§ Available records:

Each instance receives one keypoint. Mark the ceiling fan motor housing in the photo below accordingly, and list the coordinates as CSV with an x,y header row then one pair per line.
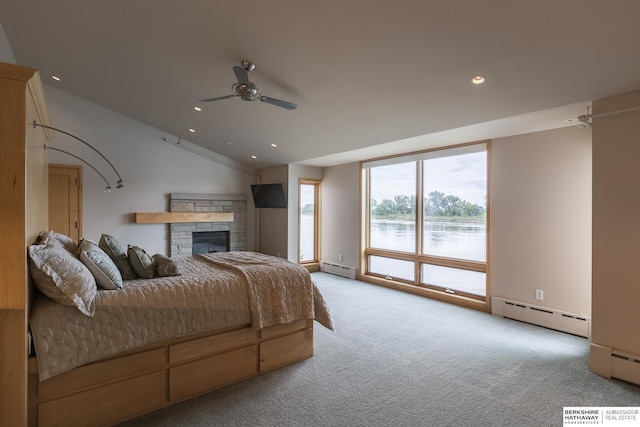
x,y
247,92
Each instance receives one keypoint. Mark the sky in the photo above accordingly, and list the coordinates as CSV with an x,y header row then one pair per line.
x,y
463,175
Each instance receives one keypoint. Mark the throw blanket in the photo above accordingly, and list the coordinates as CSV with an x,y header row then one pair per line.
x,y
213,292
279,290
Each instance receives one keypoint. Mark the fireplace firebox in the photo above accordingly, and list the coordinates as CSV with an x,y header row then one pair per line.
x,y
210,241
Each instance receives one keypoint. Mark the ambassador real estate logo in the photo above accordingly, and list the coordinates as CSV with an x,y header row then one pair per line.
x,y
606,416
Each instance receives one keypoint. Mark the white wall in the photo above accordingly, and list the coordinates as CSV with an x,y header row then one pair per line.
x,y
616,230
151,170
541,218
6,53
341,214
540,189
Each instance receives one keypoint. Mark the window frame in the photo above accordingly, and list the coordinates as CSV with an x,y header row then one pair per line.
x,y
418,285
316,219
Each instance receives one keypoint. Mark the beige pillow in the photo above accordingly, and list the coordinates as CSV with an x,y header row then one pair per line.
x,y
62,277
118,255
141,262
57,239
100,265
165,266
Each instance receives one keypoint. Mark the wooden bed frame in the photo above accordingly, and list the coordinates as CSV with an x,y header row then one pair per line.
x,y
155,376
130,384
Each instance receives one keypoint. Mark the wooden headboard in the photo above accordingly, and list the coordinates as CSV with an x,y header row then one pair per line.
x,y
23,214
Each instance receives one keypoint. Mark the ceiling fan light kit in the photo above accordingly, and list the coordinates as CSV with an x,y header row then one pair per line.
x,y
248,91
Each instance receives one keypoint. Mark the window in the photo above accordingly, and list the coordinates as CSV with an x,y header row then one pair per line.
x,y
426,219
393,207
308,221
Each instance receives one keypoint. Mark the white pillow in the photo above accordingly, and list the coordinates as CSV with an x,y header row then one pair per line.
x,y
100,265
62,277
141,262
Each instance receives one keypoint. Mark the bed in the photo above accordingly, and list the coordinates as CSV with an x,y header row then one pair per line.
x,y
212,320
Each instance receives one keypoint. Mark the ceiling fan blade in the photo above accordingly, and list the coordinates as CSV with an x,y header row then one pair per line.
x,y
217,98
241,75
279,103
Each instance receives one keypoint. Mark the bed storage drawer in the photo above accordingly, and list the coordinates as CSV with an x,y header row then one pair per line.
x,y
200,376
286,349
211,345
102,372
96,407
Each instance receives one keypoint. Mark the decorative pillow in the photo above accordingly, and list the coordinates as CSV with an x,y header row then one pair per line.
x,y
141,262
62,277
57,239
116,252
100,265
165,266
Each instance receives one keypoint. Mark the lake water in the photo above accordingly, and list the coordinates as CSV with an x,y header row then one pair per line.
x,y
446,239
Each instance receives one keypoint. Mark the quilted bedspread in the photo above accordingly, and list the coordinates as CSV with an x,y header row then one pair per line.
x,y
214,291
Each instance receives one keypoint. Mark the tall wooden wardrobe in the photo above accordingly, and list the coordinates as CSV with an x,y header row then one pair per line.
x,y
23,214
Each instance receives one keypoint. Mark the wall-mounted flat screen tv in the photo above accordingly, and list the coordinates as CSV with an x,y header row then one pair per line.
x,y
268,196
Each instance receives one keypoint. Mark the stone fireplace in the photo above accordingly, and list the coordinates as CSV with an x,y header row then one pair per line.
x,y
182,234
206,242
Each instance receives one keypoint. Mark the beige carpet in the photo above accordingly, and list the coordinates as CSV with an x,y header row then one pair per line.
x,y
402,360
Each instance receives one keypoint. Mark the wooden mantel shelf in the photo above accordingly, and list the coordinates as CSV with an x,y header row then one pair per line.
x,y
173,217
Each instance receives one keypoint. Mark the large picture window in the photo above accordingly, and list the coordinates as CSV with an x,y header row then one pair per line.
x,y
308,220
426,217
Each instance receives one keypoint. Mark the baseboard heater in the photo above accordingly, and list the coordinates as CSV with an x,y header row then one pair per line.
x,y
338,270
572,323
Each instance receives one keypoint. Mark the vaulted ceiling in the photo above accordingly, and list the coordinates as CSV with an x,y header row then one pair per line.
x,y
370,78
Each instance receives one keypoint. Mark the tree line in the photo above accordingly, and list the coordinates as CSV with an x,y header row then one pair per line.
x,y
436,204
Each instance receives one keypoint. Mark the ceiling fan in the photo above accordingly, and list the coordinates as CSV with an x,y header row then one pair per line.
x,y
248,91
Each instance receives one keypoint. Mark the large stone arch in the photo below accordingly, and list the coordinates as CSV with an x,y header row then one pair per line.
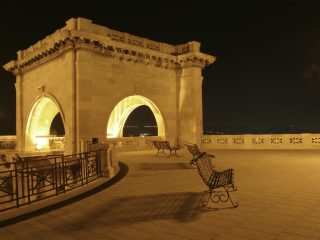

§ Assignment: Copy every entry exactly; drop the pictures.

§ Answer area:
Each instance receives one keypoint. Mark the ceiling fan motor housing in the photo below accordingly, and list the coordinates as CSV with an x,y header row then one pair per line.
x,y
247,92
Each instance receives one keypoint. Mark the sky in the photo above accordingly, and list the coordinates as CSV with an x,y header row then one pair per line.
x,y
463,175
Each instance receives one keypoint. Mark the throw blanket in the photo above accordingly, and list the coordinates as CSV with an x,y header row then one pair per line.
x,y
213,292
279,290
Each instance receives one keypoint. Mark the fireplace firebox in the photo above accordingly, and list the coordinates as CSV with an x,y header row then one pair per line.
x,y
210,241
Each instance receives one keypoint. Mark the ambassador real estate logo in the photo above accordingly, and list the coordinates as CSV with an x,y header row then one pair per line.
x,y
606,416
Each instance receives one keypoint. Mark the white wall in the photo above accordingly, and list the coordinates as CSV with an x,y header row then one pair per line.
x,y
616,230
151,170
541,218
6,53
341,214
540,189
Each instance receives one keypoint. Mark the window frame in the photo above accordingly, and list the coordinates as CSV with an x,y header row then one pair per line.
x,y
418,285
316,219
Each instance receives one keypoint. Mark the beige pillow in the photo above accordingly, and list the coordinates as CSV with an x,y header row then one pair per line.
x,y
62,277
118,255
141,262
57,239
100,265
165,266
Each instance receives one keypoint. Mark the wooden bed frame in the photo above accordingly, and list the coordinates as CSV with an x,y header row then one pair per line.
x,y
155,376
130,384
Each instance receives one keypoint. Mark the wooden headboard in the photo above accordingly, and list the coordinates as CSV with an x,y header row then one pair per line.
x,y
23,214
Each instance receives one keypoint. Mark the ceiling fan light kit in the photo above accordingly, and list the coordinates as CSV with an x,y header row then one pair per line.
x,y
248,91
Each instance receives one keypoint. Mark the window in the photo above accordingly, and list the coordinates as CSV with an x,y header row then one pair per line.
x,y
426,219
393,207
308,221
Each instance receives one keypoint. Mark the white pillow in the photo above accordingly, and list the coordinates as CSV with an x,y header row then one pair per line.
x,y
100,265
62,277
141,262
Each instance receives one keypoint. Mark the bed in the photo above accordingly, and list the coordinates as CSV with an x,y header row then one pair per line.
x,y
212,320
Each instance receives one keypoint. Mark the ceiling fan blade in the photo above accordingly, and list the coordinates as CSV with an x,y header row then one pair per line.
x,y
217,98
241,75
279,103
Each instance receives one keypoint. Mark the bed storage drawer in the photo above accordingly, and list the coordinates as CSV with an x,y header row then one pair per line.
x,y
200,376
286,349
211,345
102,372
96,407
Each instance receives one keypoint. Mark the decorative pillow in the photo above accordingly, and list the coordinates as CSV with an x,y header row then one pair per line.
x,y
141,262
62,277
57,239
116,252
100,265
165,266
Each instance receives one keypoint. Mark the lake water in the photo above accordingly, and list the coordinates as CSV with an x,y header row then one pair per line.
x,y
446,239
Each instance receives one keypoint. Mark the quilted bedspread in the photo above accordingly, and list the coordinates as CSV with an x,y header row then one pair per line.
x,y
214,291
Each instance receives one keypoint. Mark the tall wooden wardrobe in the photo above accordingly, and list the coordinates as CSV with an x,y header row then one pair per line.
x,y
23,214
Each instance receives one keypoint. Mark the wall-mounted flat screen tv in the photo above accordingly, and list the coordinates as CSV with an x,y header row then one pair per line.
x,y
268,196
Each instance receives one keypoint. Mark the stone fireplace in the photo above accordingly, and list the coordinates as CSV with an x,y header row then one pair per line.
x,y
182,234
206,242
Each instance receives one keypoint. Mark the beige carpet in the photo above accordingly, and list the coordinates as CSV with an x,y header row then one pair per line.
x,y
402,360
Each instance receives one keypoint. Mark the wooden mantel shelf in the photo above accordingly, and list the coordinates as CSV with an x,y header row then one pair per line.
x,y
173,217
Each instance receives one keypoint. Mark the large picture window in the photo above accordingly, and list the coordinates as CSV with an x,y header row then one pair per line.
x,y
308,220
426,217
Each instance receives one keypoint. Mark the baseboard heater in the photo above accordingly, and list the coordinates as CSV with an x,y header row then one pair per line.
x,y
338,270
572,323
Each instance receives one keypoint. Mark the vaulted ceiling in the photo above accordingly, and list the coordinates as CSV with an x,y header row then one pair per line.
x,y
370,78
Each instance receives one keypoint. Mark the tree line in the photo above accordingly, and list the coordinates as CSV with an x,y header row then one pair per line.
x,y
436,204
Each instance receives one keypoint. Mark the ceiling fan in the photo above accordingly, and list the coordinates as CSV with an x,y header row then one pair per line.
x,y
248,91
Each instance receives one keypoint. Mark the large stone arch in the photo below accordingly, and list the coordinates as CSV with an x,y header row then one pair per line.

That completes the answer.